THE PROBLEM
Find the line that contains "Can you find the brown" and print it and every line after it, exactly, please.
=-=-=
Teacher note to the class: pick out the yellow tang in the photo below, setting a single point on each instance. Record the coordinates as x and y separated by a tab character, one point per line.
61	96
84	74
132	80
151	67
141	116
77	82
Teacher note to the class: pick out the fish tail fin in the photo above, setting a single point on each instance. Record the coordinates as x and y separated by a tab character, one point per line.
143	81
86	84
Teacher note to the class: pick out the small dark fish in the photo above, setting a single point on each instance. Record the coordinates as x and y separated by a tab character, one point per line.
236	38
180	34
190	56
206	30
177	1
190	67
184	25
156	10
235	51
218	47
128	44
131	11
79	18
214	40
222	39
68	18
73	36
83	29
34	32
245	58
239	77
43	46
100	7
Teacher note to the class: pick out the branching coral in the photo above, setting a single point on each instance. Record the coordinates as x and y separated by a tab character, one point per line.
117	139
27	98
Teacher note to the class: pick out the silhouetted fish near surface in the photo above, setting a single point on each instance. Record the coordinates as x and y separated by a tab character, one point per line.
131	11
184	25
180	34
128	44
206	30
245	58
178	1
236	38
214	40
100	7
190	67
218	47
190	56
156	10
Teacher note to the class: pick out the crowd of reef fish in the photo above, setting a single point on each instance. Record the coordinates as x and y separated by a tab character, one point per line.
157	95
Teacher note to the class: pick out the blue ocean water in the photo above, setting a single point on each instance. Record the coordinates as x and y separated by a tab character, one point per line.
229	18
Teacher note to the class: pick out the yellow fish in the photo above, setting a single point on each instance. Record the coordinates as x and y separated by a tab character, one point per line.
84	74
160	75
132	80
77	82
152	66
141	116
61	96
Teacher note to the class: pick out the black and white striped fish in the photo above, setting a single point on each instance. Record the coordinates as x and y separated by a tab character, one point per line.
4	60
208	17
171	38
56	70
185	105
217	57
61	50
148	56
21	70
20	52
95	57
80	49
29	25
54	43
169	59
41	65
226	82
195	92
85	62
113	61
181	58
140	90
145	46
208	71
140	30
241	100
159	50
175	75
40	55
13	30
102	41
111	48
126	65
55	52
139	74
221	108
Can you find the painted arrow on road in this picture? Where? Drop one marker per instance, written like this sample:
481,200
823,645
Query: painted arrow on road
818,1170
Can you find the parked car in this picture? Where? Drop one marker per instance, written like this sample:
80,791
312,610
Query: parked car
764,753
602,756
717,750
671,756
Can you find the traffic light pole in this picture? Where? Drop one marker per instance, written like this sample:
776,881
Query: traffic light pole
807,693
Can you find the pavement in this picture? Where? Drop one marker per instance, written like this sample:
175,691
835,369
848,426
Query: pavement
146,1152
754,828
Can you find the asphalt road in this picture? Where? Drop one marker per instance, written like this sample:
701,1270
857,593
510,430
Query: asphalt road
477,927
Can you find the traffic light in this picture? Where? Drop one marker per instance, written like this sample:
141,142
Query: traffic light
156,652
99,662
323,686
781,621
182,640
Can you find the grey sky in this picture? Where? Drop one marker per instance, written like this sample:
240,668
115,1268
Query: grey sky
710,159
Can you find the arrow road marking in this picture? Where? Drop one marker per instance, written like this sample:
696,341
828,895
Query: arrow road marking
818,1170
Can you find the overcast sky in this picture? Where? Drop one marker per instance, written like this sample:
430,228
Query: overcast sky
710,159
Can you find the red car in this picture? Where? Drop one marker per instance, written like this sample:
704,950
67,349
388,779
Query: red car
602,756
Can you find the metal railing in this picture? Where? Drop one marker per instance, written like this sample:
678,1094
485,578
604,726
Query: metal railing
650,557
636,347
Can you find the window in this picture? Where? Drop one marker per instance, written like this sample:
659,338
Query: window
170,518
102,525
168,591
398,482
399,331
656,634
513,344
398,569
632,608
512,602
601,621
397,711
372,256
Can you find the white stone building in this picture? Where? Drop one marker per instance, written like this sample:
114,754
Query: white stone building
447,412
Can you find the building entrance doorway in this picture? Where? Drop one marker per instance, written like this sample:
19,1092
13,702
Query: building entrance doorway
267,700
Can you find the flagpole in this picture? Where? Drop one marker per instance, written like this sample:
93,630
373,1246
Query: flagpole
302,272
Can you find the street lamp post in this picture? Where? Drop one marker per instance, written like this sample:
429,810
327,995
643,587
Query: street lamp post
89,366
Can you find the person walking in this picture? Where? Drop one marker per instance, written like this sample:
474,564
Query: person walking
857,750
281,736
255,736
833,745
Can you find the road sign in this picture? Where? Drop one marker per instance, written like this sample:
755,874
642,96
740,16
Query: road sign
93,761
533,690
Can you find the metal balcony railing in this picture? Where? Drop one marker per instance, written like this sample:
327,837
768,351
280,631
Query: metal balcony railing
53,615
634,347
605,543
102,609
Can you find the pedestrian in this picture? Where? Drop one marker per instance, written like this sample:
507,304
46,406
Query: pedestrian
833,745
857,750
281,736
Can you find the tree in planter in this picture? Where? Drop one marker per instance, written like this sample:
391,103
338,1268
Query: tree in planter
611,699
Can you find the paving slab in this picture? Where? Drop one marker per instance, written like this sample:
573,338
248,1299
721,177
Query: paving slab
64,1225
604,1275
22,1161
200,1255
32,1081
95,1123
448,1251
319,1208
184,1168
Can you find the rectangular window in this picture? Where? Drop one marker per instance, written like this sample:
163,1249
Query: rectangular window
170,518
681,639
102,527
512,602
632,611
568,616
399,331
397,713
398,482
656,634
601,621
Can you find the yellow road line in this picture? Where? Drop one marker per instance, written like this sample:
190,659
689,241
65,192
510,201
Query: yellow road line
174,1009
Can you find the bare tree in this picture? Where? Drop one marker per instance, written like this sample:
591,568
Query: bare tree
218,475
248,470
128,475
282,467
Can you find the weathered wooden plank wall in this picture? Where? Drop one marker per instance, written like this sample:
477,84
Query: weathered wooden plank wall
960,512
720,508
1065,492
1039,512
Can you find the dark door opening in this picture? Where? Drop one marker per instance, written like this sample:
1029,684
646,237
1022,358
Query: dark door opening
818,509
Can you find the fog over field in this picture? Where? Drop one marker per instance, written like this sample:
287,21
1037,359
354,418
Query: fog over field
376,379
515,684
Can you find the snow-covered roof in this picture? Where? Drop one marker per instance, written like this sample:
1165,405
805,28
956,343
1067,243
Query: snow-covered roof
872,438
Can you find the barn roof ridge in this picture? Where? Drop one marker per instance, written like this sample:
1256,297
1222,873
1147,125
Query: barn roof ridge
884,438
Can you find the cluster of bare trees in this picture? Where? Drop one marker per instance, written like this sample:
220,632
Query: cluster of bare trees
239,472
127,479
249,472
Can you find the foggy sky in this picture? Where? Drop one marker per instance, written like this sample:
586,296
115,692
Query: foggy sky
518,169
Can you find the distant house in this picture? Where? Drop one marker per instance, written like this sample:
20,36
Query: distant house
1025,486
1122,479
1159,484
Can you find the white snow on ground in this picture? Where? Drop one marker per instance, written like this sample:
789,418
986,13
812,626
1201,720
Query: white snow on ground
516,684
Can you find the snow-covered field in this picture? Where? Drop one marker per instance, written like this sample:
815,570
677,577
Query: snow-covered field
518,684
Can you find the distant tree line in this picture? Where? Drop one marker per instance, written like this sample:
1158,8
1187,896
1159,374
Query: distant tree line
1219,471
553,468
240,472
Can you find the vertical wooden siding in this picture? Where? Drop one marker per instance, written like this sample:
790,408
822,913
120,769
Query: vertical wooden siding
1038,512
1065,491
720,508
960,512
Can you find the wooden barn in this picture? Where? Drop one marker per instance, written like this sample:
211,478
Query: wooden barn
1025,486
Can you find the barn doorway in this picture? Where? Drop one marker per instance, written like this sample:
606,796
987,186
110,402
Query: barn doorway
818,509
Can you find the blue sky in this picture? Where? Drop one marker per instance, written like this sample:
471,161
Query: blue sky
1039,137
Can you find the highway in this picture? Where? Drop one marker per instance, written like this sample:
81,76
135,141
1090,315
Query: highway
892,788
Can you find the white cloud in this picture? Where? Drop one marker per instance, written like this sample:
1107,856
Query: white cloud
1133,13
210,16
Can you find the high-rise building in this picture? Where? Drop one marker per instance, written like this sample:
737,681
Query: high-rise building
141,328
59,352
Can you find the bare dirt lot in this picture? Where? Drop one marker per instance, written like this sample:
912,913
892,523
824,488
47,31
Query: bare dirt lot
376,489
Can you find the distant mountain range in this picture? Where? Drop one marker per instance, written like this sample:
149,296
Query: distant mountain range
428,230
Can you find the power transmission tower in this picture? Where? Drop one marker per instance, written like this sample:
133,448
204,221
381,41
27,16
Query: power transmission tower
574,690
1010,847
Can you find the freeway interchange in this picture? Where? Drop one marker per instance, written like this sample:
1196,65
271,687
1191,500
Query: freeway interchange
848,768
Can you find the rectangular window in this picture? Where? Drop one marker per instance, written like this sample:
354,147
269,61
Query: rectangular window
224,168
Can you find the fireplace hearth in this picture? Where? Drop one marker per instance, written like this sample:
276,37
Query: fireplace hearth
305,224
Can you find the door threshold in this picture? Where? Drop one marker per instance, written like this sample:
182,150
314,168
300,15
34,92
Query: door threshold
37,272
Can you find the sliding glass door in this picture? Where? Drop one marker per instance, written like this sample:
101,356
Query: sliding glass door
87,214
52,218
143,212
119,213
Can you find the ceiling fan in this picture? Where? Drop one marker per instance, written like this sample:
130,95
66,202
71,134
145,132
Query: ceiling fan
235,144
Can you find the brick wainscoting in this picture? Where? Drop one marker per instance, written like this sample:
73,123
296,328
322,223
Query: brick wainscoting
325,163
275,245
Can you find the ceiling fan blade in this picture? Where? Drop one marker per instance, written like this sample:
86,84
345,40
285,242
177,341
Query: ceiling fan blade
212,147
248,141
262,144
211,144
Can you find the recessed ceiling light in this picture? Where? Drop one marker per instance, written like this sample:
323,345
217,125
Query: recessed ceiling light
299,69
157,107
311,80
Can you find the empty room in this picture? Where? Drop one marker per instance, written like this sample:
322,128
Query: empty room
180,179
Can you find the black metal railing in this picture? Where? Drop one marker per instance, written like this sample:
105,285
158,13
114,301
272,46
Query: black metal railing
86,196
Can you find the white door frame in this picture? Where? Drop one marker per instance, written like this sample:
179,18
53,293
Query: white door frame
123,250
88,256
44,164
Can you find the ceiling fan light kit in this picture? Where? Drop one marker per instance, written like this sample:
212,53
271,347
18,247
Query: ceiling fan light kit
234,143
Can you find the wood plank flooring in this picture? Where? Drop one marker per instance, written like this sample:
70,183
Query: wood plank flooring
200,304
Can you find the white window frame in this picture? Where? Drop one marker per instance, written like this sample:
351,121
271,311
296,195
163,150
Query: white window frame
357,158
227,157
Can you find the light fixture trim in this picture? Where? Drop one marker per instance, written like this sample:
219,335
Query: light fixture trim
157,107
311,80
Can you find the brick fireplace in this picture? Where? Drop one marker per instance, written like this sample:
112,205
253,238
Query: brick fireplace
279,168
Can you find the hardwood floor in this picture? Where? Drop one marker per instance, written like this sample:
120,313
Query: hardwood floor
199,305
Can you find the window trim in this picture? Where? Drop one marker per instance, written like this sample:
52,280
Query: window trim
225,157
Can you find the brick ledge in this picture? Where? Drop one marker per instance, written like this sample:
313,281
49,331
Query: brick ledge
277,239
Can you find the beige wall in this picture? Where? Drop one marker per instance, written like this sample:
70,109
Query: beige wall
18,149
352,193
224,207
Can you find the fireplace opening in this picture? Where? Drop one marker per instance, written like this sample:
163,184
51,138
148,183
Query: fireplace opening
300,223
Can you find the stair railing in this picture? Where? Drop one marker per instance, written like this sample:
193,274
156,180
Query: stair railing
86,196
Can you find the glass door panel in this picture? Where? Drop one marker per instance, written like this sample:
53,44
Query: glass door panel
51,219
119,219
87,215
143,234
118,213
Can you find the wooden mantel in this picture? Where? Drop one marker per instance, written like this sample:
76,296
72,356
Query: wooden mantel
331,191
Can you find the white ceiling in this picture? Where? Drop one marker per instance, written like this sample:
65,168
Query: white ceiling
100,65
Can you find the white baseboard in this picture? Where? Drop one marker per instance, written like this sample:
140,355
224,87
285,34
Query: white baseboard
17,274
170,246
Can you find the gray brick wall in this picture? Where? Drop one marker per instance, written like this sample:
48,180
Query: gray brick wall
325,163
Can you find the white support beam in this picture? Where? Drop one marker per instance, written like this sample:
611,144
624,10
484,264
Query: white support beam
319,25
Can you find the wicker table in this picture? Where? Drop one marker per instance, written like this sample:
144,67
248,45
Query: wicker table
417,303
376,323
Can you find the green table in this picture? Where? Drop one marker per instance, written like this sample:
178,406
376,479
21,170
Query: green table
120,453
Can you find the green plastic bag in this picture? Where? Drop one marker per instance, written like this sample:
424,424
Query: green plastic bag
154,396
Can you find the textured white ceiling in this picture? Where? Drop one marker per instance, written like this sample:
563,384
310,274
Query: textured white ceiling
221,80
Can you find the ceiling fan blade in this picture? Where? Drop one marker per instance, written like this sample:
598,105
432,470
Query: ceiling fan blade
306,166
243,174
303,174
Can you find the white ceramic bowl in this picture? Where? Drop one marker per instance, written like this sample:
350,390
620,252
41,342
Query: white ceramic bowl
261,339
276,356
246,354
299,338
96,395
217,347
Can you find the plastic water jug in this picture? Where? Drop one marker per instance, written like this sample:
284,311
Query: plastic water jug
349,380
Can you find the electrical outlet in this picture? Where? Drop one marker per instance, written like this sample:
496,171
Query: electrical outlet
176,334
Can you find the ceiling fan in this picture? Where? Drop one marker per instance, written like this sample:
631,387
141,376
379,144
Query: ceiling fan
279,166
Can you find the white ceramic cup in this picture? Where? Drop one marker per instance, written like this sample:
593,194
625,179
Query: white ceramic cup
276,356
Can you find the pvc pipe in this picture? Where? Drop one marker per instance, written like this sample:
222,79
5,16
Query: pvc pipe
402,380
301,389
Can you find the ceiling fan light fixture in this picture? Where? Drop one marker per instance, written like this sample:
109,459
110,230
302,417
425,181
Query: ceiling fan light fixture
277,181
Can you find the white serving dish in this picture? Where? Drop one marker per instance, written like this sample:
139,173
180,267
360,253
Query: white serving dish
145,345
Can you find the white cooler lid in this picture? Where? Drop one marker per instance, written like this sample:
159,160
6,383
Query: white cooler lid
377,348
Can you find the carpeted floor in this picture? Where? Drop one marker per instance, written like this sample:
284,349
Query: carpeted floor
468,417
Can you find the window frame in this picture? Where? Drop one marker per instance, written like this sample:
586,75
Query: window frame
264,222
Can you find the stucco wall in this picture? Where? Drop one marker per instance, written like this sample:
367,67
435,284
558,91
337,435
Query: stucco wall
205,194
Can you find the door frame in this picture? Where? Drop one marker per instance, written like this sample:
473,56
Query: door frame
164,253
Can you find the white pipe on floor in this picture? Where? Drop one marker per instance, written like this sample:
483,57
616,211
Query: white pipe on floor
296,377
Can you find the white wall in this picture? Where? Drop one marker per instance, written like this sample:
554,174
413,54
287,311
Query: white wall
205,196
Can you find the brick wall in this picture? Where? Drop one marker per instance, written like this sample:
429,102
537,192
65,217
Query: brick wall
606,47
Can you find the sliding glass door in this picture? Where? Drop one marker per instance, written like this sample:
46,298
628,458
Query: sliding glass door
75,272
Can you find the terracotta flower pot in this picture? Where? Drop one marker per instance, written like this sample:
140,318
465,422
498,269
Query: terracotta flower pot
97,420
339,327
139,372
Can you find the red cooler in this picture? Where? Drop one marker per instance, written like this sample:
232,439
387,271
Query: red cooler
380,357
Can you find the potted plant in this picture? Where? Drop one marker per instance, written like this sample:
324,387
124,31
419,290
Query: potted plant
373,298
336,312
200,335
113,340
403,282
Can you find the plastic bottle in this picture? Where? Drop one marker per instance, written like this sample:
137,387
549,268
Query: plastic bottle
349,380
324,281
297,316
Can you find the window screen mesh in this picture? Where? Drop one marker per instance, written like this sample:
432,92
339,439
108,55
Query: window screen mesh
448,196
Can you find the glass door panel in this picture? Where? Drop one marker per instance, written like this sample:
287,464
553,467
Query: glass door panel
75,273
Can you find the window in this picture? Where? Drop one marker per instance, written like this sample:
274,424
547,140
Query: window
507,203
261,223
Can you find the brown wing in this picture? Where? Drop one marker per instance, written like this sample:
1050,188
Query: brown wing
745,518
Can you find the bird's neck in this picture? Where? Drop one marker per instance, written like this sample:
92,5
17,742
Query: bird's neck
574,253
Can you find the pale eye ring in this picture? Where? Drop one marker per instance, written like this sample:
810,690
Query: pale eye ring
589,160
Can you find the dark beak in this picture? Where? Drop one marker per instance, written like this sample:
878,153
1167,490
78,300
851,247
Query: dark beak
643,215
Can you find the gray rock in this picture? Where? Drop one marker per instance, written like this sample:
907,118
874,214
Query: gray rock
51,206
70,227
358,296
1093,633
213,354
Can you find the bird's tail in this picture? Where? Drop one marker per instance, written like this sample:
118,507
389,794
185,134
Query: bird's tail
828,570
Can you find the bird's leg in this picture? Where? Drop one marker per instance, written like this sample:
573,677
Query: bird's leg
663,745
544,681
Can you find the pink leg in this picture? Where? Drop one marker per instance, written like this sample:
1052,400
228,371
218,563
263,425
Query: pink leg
=-=-=
RESPONSE TO THIS EXERCISE
Can you find the brown wing in this picture? Where? Drop one marker per instance, written like this sample:
1050,188
Query: brown wing
745,518
Can you find the bird's neck in this picture? Where? Drop one marker per instance, written like this sample:
92,5
17,742
Query: bird's neck
574,253
Can you find the pale eye ring in this picture? Where? Drop one marker per instance, written like this sample:
810,690
Query: pale eye ring
589,160
Can you find the dark beak in this picture? Where? Drop one marker per instance, written like this sample:
878,153
1167,490
78,300
851,247
Query: dark beak
643,215
Can you find the gray rock in this picture? Where? Drop one marker per instance, written like this sample:
907,118
874,214
Query: gray rock
51,206
70,227
358,296
1093,633
213,354
Can you find the bird's tail in this picture? Where? Drop one marker per instance, written like this sample:
118,507
389,794
185,134
Query: bird's tail
828,570
Can you find the bird's leg in this picture? Where? Drop one marker per instance, written like this sample:
573,677
Query: bird's leg
663,745
544,681
Can you find the pink leg in this picture? Where? Drop one marker per instance, written like this sample:
1052,400
228,371
218,563
263,425
Query: pink leg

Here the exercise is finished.